• [Collected data]:
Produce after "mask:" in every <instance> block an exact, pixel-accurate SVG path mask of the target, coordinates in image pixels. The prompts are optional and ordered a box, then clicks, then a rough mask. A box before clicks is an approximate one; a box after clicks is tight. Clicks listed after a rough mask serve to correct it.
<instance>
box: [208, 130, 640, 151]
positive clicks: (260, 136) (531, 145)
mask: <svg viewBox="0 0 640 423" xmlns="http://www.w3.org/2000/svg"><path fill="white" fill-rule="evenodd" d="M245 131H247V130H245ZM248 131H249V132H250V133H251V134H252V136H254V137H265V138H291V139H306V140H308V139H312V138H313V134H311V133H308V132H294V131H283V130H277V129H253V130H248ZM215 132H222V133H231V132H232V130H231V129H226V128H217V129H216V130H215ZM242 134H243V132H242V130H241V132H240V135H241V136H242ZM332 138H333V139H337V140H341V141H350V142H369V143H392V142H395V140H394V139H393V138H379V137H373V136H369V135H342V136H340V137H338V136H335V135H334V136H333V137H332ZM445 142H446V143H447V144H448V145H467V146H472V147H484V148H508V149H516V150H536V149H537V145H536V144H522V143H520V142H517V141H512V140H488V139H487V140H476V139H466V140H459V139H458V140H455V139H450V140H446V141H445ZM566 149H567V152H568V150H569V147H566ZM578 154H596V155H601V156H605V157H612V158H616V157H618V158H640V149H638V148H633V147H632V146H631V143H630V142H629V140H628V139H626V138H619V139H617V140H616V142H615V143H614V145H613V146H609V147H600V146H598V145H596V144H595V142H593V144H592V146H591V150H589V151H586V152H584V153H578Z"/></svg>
---
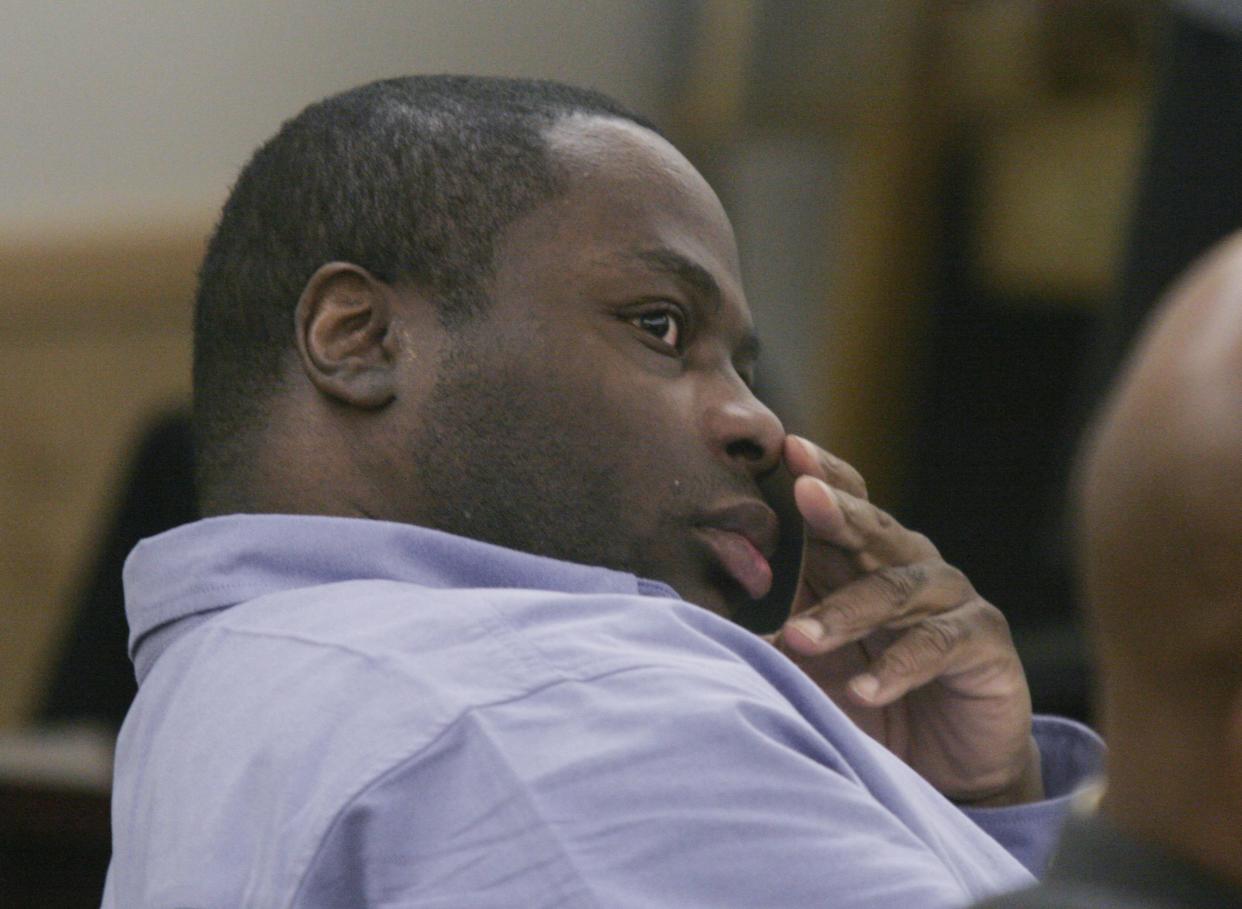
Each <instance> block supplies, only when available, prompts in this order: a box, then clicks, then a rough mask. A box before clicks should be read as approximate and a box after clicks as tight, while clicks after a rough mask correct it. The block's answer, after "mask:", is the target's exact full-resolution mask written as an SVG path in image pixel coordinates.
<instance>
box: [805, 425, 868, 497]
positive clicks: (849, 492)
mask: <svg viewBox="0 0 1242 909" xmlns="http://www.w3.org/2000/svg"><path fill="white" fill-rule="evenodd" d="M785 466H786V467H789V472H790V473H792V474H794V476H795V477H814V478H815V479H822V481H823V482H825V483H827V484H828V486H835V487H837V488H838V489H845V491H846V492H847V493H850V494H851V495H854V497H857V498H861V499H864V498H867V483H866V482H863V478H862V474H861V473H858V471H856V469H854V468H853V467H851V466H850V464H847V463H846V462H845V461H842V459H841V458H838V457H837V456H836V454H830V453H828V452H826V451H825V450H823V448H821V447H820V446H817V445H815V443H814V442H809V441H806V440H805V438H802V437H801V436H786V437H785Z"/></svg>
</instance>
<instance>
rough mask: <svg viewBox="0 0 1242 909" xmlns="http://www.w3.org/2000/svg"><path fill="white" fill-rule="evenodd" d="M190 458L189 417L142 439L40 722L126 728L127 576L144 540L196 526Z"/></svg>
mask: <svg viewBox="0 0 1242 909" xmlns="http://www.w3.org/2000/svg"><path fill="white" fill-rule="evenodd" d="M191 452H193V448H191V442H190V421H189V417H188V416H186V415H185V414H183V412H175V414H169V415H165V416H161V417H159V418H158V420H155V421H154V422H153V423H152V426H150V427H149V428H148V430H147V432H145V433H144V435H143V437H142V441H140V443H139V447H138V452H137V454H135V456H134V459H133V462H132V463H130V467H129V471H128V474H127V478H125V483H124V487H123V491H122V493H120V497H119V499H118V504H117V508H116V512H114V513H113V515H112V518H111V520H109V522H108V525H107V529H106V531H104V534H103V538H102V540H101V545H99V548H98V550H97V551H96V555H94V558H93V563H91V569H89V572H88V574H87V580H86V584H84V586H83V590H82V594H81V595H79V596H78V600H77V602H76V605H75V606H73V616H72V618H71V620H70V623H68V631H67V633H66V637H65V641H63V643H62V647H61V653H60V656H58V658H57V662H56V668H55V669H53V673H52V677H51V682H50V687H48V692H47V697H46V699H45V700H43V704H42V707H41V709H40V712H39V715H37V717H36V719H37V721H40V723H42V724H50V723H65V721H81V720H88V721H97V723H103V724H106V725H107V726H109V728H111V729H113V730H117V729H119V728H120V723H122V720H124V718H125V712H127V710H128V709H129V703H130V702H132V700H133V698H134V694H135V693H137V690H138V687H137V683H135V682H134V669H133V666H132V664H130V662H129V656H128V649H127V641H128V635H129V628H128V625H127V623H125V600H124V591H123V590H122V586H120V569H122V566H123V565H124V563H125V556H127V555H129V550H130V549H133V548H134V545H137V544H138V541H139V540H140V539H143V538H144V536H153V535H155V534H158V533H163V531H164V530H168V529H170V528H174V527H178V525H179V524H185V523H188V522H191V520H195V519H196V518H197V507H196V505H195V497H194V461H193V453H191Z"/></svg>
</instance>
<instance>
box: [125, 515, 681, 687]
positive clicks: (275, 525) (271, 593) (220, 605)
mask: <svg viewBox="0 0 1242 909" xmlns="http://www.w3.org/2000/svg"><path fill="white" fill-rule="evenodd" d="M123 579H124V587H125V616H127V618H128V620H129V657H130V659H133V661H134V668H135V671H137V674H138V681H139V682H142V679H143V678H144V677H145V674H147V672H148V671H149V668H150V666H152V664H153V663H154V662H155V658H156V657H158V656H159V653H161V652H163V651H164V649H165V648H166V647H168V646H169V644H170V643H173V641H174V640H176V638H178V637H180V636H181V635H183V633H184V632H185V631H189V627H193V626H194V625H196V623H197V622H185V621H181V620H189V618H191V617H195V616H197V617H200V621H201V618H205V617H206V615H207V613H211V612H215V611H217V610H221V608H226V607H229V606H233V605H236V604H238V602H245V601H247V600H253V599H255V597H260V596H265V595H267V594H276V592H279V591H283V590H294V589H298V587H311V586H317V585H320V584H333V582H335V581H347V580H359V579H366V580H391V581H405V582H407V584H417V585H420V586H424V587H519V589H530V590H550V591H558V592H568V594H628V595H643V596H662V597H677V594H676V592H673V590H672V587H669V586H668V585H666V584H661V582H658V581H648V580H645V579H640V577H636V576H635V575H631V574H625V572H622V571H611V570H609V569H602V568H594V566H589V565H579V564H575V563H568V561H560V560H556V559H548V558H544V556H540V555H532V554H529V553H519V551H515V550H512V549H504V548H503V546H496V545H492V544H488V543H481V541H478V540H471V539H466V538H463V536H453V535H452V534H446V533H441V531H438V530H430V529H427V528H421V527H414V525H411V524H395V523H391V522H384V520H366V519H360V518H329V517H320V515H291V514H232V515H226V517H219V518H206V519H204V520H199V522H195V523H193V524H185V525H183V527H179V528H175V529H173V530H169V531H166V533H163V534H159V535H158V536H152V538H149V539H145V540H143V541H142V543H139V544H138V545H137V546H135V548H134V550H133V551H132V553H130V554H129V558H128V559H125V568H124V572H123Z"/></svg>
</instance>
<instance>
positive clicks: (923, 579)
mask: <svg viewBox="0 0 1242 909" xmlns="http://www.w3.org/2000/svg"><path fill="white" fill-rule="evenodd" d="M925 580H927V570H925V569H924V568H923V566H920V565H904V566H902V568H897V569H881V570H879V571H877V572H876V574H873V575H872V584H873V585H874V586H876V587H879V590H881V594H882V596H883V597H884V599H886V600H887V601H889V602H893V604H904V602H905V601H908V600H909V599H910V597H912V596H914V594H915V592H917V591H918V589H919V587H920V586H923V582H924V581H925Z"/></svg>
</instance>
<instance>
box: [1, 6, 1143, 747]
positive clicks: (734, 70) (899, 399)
==
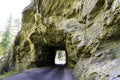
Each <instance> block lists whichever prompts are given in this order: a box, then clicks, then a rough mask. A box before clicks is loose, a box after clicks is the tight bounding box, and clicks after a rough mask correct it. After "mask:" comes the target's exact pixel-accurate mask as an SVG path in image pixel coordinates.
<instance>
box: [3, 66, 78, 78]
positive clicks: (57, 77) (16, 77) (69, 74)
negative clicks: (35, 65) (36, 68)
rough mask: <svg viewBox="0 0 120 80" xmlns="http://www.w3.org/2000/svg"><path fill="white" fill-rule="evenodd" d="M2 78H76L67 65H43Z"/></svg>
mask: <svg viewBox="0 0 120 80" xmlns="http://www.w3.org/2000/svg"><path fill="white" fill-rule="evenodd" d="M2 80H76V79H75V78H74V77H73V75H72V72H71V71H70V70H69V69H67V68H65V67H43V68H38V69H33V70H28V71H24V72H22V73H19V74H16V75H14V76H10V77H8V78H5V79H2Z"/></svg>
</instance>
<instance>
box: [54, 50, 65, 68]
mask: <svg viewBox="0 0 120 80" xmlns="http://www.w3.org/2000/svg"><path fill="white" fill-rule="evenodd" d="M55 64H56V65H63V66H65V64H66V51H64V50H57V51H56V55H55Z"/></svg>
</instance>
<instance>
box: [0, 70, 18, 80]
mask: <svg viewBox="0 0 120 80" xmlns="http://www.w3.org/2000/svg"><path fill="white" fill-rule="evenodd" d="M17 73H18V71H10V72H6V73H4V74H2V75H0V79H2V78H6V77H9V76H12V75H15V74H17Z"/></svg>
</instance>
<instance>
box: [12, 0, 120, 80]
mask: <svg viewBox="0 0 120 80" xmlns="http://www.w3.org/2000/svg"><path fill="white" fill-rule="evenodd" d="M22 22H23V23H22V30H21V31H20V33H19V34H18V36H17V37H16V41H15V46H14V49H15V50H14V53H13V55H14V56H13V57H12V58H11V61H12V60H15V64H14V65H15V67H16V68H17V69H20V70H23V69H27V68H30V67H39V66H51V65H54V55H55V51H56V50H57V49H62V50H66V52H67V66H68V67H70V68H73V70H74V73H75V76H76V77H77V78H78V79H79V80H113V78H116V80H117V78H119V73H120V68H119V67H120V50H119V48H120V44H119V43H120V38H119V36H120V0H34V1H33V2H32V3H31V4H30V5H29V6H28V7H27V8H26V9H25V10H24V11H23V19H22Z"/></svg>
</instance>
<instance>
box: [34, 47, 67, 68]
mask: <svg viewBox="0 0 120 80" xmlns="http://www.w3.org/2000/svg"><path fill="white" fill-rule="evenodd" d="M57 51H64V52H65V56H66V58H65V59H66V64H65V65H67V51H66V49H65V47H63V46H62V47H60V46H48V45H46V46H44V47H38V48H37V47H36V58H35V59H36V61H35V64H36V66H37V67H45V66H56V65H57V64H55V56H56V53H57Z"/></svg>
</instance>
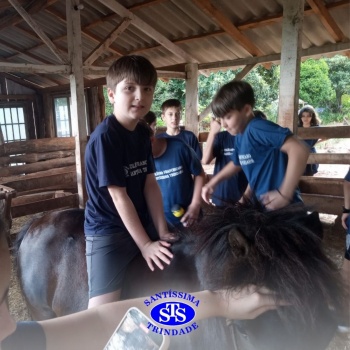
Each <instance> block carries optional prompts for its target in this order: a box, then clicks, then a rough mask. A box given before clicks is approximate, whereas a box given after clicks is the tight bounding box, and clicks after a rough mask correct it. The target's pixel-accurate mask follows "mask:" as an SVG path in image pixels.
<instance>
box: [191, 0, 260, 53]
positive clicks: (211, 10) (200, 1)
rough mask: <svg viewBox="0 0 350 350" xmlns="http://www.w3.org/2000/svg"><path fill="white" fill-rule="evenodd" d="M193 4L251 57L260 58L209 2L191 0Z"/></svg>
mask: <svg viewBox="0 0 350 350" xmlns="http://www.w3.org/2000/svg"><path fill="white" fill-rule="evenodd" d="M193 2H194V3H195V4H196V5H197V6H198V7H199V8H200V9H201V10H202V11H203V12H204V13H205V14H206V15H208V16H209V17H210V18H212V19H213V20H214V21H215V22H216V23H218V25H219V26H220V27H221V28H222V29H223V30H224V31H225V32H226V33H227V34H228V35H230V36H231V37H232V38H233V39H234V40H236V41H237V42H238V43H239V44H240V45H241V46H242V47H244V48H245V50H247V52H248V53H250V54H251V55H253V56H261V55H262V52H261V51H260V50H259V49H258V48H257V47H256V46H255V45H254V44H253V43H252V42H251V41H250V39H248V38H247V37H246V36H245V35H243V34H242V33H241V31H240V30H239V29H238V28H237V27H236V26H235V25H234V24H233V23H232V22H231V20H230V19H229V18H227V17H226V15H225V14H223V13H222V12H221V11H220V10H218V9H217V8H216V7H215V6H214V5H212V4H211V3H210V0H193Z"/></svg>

• [WORK TO COMPLETE]:
Count how many lines of the material above contain the string "tight", and reply with only that number.

• [SOLUTION TO THIS TASK]:
4